:: RECORDS FOR THE EXERCISE ::

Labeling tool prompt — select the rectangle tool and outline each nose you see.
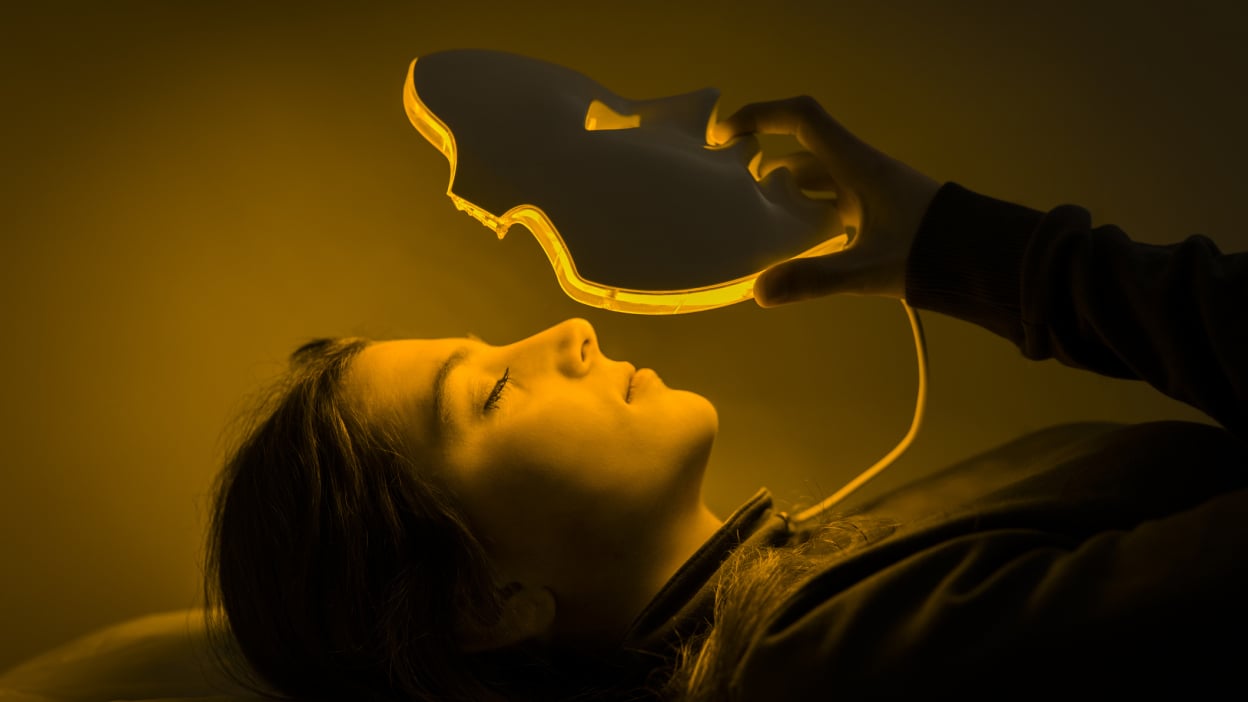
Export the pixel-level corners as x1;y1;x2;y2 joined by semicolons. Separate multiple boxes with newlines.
532;317;602;377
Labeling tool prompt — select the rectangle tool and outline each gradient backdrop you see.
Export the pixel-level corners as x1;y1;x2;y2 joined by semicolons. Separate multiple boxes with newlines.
0;0;1248;667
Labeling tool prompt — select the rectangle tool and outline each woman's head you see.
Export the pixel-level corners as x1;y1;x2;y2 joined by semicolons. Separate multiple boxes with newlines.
207;320;716;698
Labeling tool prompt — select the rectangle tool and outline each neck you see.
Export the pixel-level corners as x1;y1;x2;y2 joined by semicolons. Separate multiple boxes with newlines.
555;503;724;647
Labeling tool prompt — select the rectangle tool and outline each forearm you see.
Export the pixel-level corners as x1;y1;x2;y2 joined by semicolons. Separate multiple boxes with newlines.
906;184;1248;441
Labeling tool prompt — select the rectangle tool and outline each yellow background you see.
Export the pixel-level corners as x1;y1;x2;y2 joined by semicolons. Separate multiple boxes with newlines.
0;0;1248;667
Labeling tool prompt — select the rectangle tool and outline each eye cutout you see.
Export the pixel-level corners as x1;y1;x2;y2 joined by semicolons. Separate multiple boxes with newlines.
585;100;641;131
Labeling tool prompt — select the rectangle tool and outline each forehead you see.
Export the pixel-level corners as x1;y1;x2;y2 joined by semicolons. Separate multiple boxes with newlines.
346;339;464;445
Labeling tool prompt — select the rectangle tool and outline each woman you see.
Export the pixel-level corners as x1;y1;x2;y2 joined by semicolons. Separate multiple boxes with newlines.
199;97;1248;701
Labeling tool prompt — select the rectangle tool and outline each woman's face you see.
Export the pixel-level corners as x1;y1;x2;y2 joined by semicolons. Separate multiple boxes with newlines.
347;319;718;572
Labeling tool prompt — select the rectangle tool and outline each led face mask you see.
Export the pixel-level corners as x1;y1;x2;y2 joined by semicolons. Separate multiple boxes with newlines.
403;50;857;315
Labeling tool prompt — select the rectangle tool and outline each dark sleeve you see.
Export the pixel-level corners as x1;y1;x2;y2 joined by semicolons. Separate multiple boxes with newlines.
906;182;1248;441
739;421;1248;702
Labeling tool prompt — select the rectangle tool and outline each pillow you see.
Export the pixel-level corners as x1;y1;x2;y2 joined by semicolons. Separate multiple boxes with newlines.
0;610;265;702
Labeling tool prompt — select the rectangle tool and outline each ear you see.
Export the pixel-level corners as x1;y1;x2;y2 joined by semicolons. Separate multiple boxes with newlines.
459;582;555;653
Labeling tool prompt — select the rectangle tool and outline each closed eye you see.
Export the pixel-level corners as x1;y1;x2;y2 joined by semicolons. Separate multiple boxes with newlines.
483;368;512;412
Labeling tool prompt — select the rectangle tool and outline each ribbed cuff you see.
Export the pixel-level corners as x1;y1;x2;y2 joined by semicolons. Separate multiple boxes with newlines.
906;182;1045;344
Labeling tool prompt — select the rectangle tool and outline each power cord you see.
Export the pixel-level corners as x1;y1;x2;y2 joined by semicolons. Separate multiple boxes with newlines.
792;300;927;525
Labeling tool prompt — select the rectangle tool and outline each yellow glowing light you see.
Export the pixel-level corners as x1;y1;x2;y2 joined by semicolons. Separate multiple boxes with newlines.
585;100;641;131
403;60;849;315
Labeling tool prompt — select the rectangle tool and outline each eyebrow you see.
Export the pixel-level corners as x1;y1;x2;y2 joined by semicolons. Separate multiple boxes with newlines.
432;346;472;442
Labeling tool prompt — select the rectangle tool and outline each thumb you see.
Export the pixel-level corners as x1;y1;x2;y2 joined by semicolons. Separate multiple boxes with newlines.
754;250;870;307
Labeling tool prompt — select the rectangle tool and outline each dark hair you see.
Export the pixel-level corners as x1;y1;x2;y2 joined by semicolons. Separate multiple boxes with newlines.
205;339;868;702
205;339;521;701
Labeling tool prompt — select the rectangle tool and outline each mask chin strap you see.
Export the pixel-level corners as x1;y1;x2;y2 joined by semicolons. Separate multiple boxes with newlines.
785;300;927;528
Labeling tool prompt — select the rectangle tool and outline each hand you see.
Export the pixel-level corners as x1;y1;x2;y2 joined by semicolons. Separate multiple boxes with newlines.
710;96;940;307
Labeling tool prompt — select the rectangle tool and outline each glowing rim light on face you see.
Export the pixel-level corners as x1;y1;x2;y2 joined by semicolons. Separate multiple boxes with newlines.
403;60;849;315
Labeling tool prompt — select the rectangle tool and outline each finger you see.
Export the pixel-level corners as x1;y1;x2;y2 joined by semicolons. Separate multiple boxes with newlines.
756;151;836;190
711;95;860;175
754;251;869;307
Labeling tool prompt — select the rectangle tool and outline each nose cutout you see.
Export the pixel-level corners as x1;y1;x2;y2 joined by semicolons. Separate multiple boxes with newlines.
585;100;641;131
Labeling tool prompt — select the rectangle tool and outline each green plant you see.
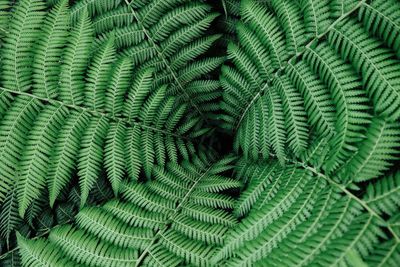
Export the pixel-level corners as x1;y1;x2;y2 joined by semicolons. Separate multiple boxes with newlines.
0;0;400;266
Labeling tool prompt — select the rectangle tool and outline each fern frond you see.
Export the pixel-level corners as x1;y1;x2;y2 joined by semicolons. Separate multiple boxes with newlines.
84;38;116;110
264;88;286;164
271;0;307;55
17;105;68;217
345;117;400;182
364;172;400;218
124;125;143;181
124;69;153;120
274;76;309;155
241;0;289;69
287;61;336;137
358;0;400;58
47;112;89;206
17;233;75;267
0;96;42;203
78;117;109;207
32;0;69;98
328;19;400;121
105;58;132;117
49;226;138;267
76;207;153;249
1;0;46;92
300;0;332;38
59;11;94;105
305;43;370;173
104;121;126;195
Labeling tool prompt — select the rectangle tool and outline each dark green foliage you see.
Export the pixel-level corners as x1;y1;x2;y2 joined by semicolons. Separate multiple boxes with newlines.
0;0;400;267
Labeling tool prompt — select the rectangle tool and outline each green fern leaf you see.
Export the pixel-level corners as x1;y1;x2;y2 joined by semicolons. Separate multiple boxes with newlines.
78;117;109;207
32;0;69;98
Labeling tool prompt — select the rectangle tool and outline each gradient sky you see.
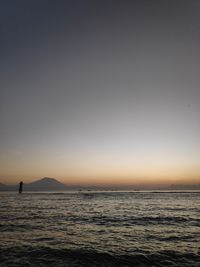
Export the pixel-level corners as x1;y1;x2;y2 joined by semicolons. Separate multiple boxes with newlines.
0;0;200;184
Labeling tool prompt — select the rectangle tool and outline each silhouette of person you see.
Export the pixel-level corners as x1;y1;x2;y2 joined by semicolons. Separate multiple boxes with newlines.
19;181;23;194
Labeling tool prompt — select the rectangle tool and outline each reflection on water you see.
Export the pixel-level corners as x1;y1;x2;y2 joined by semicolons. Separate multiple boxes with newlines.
0;192;200;266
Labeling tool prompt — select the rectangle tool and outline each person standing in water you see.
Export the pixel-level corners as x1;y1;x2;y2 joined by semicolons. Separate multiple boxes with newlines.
19;181;23;194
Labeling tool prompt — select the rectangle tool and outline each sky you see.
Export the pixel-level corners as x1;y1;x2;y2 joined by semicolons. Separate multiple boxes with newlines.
0;0;200;185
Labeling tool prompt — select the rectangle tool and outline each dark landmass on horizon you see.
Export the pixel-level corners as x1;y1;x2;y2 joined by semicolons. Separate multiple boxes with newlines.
0;177;200;191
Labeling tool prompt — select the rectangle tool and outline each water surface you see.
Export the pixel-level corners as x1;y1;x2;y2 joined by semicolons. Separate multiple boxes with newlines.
0;192;200;267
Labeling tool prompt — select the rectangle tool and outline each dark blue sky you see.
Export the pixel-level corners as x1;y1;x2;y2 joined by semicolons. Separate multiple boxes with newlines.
0;0;200;183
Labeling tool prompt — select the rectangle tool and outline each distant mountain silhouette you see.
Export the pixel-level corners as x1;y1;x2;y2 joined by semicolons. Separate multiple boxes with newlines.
0;177;67;191
24;177;67;191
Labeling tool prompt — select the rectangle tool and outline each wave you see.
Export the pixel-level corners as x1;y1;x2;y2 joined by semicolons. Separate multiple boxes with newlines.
0;247;200;267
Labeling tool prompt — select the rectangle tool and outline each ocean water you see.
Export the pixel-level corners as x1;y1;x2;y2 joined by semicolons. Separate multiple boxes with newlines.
0;192;200;267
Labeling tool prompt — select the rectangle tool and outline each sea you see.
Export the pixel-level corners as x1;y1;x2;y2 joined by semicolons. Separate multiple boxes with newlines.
0;191;200;267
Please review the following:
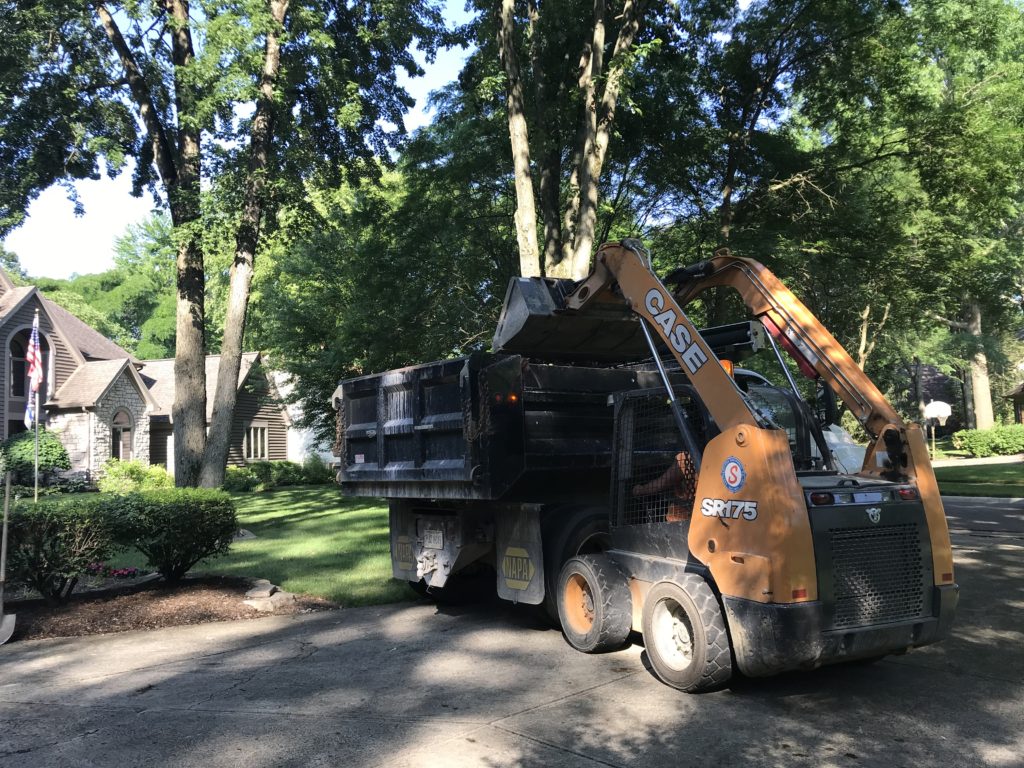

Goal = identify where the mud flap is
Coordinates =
[495,507,544,605]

:::

### WRITTEN INSTRUCTION
Retype the records word for word, starting at the line that contains "background you see." and ending after the line that contains "199;97;1248;701".

### THE REPLY
Labeling tool prompt — select the rectangle tool and outline each yellow background you see.
Export the pixel-level corners as x1;y1;x2;y2 joined by semicolons. Separate multiple boxes with newlines.
0;0;1248;667
Labeling tool prompt — select the rectangle tool and outline each eye cutout you see.
Export the pixel-level corners as x1;y1;x2;y2 joined by semicolons. Separate multiple boxes with newlines.
585;100;641;131
Labeling tool prompt — select the rectangle tool and outline each forehead you see.
Export the pixel-level corners as x1;y1;x2;y2 joined by semicolons. Separate multiple boxes with newlines.
346;339;464;445
Labeling tool prompt — select the rectangle tool and outline each woman you see.
Export the pixel-level corners as x1;y1;x2;y2 joined by semicolons. Separate multiple boxes with newlines.
199;97;1248;701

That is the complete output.